NAJAF - Long praised as a cradle of civilization that boasts scores of historical sites, a decade of war and lack of investments have taken its toll at Iraq's heritage that was left to fears of eventual demise due to neglect and moldering.
"The area has historical importance, because it is rich in antiquities, including especially the remains of churches, abbeys and palaces," Shakir Abdulzahra Jabari, who led excavations there in 2007, 2009 and 2010, told Agence France-Presse (AFP) on Monday, May 28.
"But now, the antiquities have been neglected for a year, and they do not receive any attention, despite the fact that many Western countries are interested in Hira's history as the main gateway of Christianity into Iraq."
Lacking enough funds for excavation, the remains of the celebrated ancient city of Hira have been left for neglect and moldering for years.
The city, which extends around 17 kilometers (10 miles) south from Najaf, form part of the ancient Lakhmid capital of Hira.
The Lakhmids were a pre-Islamic Arab tribe that is believed to have emigrated to what is now Iraq from Yemen in the second or third century. The founder of the dynasty was Amr, whose son, Imru al-Qais, converted to Christianity.
Oxford University researchers explored the site in the 1930s, and Iraqi antiquities experts carried out their own excavations in 1938, 1956 and 1957.
It was during the latter set of explorations that the Palace of Al-Khawarnaq, built during the reign of fourth and fifth century King Numan I was discovered.
---
Task item A:
In the article on the neglected antiquities of Hira, in which years did Shakir Abdulzahra Jabari lead excavations there?
Task item B:
Say whether each statement agrees with the article on the neglected antiquities of Hira, answering yes or no and quoting the deciding words: (i) Oxford University researchers explored the site in the 1930s. (ii) The Lakhmids are believed to have come to what is now Iraq from Yemen. (iii) Amr, the founder of the Lakhmid dynasty, converted to Christianity.
Task item C:
Continue the article on the neglected antiquities of Hira, starting after its last sentence.

Point localization records:
---
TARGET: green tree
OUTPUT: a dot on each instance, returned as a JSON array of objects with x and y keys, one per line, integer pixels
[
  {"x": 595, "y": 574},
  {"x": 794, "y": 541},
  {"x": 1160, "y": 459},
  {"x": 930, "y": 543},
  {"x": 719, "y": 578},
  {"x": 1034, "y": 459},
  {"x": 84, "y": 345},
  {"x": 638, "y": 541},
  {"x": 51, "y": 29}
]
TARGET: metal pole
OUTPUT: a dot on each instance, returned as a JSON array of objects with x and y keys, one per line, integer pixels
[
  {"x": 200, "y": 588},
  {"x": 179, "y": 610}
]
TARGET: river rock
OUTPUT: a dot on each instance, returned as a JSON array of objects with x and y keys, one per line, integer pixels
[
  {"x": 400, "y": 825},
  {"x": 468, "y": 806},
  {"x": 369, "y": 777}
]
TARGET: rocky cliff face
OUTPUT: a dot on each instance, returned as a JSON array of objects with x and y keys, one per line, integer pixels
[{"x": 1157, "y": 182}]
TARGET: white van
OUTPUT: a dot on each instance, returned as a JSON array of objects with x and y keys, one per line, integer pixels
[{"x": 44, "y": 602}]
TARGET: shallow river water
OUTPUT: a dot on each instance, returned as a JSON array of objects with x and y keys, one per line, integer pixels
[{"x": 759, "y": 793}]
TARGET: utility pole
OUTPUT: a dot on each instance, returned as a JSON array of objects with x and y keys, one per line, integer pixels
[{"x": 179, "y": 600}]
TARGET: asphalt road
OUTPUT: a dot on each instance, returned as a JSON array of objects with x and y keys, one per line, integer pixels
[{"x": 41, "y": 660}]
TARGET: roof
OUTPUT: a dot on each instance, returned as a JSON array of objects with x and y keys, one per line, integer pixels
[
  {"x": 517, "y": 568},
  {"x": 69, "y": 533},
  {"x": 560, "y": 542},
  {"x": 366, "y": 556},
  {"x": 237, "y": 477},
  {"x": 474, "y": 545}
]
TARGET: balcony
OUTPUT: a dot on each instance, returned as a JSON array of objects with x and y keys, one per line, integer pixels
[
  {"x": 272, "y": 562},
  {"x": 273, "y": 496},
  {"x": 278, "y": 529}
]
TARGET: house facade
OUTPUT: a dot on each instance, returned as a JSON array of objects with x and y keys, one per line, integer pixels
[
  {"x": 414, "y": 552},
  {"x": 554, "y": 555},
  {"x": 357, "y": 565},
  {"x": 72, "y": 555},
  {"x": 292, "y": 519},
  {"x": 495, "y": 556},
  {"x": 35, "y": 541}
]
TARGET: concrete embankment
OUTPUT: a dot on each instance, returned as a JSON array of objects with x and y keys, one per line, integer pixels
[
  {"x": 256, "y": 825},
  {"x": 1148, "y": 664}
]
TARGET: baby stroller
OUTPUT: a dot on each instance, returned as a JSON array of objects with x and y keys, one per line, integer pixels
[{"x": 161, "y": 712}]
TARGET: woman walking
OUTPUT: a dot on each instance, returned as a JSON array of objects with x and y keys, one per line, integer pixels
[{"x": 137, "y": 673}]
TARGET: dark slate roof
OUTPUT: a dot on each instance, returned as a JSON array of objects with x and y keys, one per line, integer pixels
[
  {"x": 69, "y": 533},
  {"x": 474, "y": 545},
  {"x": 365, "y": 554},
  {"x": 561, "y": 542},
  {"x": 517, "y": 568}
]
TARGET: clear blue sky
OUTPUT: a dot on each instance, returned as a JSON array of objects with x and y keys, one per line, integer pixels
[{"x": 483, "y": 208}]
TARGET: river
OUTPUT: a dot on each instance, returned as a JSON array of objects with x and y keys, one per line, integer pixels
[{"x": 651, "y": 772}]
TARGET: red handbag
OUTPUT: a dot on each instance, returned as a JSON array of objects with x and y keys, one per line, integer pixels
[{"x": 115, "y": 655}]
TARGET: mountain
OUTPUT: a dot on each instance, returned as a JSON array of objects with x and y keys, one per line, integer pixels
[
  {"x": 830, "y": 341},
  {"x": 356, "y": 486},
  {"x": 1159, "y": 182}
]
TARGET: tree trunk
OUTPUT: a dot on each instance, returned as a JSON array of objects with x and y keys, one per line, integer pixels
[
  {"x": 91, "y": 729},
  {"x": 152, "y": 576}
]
---
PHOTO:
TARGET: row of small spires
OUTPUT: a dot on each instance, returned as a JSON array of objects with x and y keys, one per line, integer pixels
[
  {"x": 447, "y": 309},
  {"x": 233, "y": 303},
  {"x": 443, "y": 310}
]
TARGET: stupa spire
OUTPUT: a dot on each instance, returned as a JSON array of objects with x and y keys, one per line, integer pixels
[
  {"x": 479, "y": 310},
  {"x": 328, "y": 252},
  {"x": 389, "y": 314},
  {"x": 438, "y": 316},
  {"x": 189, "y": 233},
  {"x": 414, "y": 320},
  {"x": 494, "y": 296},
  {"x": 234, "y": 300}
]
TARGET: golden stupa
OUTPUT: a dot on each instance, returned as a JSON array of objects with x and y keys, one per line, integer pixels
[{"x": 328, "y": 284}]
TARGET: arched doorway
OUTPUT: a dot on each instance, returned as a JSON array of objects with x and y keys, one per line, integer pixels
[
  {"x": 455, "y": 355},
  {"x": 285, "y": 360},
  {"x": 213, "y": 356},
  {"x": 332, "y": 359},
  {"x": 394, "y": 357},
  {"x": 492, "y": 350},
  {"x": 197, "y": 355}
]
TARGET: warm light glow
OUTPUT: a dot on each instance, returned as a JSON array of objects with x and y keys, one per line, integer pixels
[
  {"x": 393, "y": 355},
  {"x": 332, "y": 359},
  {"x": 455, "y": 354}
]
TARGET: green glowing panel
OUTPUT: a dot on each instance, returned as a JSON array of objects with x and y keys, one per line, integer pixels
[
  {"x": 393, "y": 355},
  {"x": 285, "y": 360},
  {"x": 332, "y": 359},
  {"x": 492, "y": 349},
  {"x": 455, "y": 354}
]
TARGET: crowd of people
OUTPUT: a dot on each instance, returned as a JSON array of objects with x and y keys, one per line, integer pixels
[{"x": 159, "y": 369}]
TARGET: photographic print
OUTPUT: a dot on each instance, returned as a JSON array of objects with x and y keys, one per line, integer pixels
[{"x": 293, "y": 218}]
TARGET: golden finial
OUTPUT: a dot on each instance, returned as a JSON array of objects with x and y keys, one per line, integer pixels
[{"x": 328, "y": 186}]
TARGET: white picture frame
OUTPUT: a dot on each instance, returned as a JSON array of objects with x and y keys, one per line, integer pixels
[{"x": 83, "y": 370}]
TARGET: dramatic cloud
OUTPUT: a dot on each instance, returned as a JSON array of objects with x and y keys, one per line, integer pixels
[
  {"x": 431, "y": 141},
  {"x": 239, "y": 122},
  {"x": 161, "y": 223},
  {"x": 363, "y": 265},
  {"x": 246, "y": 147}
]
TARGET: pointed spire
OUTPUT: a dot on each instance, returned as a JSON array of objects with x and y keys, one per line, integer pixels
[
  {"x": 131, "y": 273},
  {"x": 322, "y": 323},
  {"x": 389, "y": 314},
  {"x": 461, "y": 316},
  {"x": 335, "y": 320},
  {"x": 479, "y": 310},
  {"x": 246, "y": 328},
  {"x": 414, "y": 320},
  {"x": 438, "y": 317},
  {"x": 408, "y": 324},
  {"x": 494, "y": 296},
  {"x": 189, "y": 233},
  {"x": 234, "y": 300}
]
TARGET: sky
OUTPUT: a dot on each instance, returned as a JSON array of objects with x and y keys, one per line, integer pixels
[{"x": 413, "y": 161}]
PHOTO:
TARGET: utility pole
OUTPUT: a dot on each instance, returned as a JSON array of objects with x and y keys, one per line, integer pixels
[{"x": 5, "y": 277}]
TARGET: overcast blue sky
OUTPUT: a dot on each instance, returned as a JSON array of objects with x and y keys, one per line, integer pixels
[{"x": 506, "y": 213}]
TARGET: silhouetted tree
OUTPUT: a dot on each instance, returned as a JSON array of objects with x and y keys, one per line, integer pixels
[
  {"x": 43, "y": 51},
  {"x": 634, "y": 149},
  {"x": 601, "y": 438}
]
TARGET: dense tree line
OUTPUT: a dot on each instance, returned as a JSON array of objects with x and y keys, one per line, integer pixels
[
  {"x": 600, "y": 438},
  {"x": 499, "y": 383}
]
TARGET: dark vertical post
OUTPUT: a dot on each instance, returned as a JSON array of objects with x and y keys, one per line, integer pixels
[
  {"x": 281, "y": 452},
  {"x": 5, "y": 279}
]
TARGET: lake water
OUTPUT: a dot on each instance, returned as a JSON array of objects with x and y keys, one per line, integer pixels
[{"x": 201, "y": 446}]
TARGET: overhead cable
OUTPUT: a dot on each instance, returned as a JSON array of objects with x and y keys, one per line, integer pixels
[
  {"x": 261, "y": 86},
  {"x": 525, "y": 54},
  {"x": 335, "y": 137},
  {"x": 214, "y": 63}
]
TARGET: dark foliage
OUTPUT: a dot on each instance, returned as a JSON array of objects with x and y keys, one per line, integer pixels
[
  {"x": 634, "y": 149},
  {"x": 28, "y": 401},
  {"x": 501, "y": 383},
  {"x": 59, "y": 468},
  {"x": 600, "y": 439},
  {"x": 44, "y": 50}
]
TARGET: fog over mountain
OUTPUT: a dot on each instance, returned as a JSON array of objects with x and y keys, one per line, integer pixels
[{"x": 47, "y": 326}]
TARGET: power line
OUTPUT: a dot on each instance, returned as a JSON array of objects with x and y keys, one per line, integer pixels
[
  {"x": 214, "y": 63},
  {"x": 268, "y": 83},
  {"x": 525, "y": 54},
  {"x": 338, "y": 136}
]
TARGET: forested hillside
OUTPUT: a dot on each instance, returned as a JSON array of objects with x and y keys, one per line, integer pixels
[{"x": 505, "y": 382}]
---
Exercise response A:
2007, 2009 and 2010.

Exercise response B:
(i) Yes: "Oxford University researchers explored the site in the 1930s"
(ii) Yes: "is believed to have emigrated to what is now Iraq from Yemen in the second or third century"
(iii) No: "The founder of the dynasty was Amr, whose son, Imru al-Qais, converted to Christianity."

Exercise response C:
Yet, since the 2003 US-led invasion that toppled Saddam Hussein, Baghdad's government ignored funding large-scale digs in a country with more than 12,000 documented archaeological sites.
Foreign exploration teams have also avoided Iraq entirely over security fears, even though levels of violence in the country are significantly lower than their peak in 2006 and 2007.
"The excavation works resumed in the area in 2007. When expansion work was being done to Najaf airport, the first three sites were discovered," said Jabari.
"We have worked to save it from the (airport) expansion process."
Paradise on Earth
Being at the center of a flourishing pre-Islamic Arab civilization, Hira was described by poets as a Paradise on earth.
One poet said that because of the city's pleasant climate and beauty, a day in Hira was "better than a year of treatment".
The ancient city was famous for its arable land, and for its palaces and monasteries, notably the Aoun al-Abadi Palace, which hosted visiting dignitaries, and the Al-Lij monastery.
The sites feature the historic treasures of the Lakhmid era, such as the bases of massive abbeys that include dozens of rooms, from studying halls to monastic cells and storage areas.
"Christians have lived for a long period of time in the Hira region, where they formed around one-third of the city's population, with the Al-Abad tribe the most well-known of their community," said Yahya Kadhim al-Sultani, a professor at Kufa University in Najaf's twin city.
"Hira was characterized by a not insignificant number of churches built for living in, and the practice of various scientific and cultural activities," Sultani added.
The Najaf provincial department of antiquities resumed its works in 2009, unearthing around 2,100 artifacts in different parts of the province, including coins, pieces of pottery and a number of buildings dating back to the Lakhmid dynasty.
Though excavation works were resumed, funds dry up soon to stop works again.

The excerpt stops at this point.